THE PROBLEM :: Convert the rows below into a two-column CSV with the header text,pins, one line for each row. Put the row's text and its answer each in a single quoted field, with line breaks replaced by spaces.

MATERIAL FOR THIS EXERCISE ::
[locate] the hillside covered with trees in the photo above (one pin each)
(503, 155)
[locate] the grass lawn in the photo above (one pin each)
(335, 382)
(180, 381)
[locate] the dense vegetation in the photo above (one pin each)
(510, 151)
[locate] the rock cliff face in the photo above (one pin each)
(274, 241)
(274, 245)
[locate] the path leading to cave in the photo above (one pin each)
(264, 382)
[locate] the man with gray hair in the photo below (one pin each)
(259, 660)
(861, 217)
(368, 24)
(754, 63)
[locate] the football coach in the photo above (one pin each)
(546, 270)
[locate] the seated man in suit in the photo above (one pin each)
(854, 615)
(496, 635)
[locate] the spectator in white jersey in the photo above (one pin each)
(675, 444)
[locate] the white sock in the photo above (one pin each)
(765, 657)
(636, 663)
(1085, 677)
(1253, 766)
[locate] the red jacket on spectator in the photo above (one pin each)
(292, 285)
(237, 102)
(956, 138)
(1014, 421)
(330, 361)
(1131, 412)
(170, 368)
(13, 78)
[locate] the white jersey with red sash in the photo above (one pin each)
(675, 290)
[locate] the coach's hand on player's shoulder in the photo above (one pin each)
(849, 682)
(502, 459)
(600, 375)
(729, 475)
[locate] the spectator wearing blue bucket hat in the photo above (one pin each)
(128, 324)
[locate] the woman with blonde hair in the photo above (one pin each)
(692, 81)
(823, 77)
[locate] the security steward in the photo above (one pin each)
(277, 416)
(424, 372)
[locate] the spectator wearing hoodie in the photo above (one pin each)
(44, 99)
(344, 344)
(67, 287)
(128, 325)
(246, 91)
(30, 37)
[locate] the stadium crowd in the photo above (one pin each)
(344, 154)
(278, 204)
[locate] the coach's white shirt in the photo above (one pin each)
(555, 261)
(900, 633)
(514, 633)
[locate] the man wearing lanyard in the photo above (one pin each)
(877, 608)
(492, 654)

TASK RESULT ::
text,pins
"[locate] the hillside covered with trees in the photo above (one pin each)","(503, 155)"
"[locate] the grass lawn in the photo above (one pin each)","(335, 382) (180, 381)"
"[locate] the dense vegetation in the photo above (one pin each)","(510, 151)"
"[locate] the rock cliff face in the photo above (one pin each)","(274, 241) (274, 245)"
"[locate] the path leading to cave in the photo above (one pin each)","(264, 382)"
"[locate] the man with gray hair in the photo below (one pin each)","(259, 660) (861, 217) (368, 24) (754, 63)"
"[locate] the football coach in the photo above (one pin each)","(546, 270)"
"[locate] the seated man in suit in the photo above (one pin each)","(854, 615) (496, 635)"
"[locate] the spectator in white jersey in the photo above (one pin each)","(675, 444)"
"[locate] the white sock in the photo above (one pin each)","(765, 657) (636, 663) (1085, 677) (1253, 766)"
"[locate] the red jacket on spectator in the photo above (one pin each)","(292, 285) (237, 102) (956, 138) (1014, 421) (330, 361) (1131, 412) (170, 368) (13, 78)"
"[locate] the white jersey with red sash in the photo above (one pin each)","(675, 290)"
"[locate] the coach's hand on player's shoulder in the photo above (one pin each)","(849, 682) (502, 459) (600, 375) (729, 475)"
"[locate] the spectator wearing blue bucket hat in the photo above (one pin each)","(128, 324)"
"[locate] the woman with blonde hair in the photo above (one pin each)","(692, 81) (823, 77)"
"[locate] the security steward in the photo above (one pin each)","(277, 416) (424, 372)"
"[locate] the spectator wearing hoodie in the photo above (one pin each)","(44, 99) (344, 344) (67, 287) (128, 325) (246, 91) (30, 37)"
"[locate] the stadium crowd in the photo above (one pin each)","(344, 154) (278, 204)"
"[locate] the coach's white shirt in the photo above (one pin each)","(555, 261) (900, 633) (514, 633)"
"[locate] the man wearing lanyard in the photo above (one pin each)","(877, 608) (492, 654)"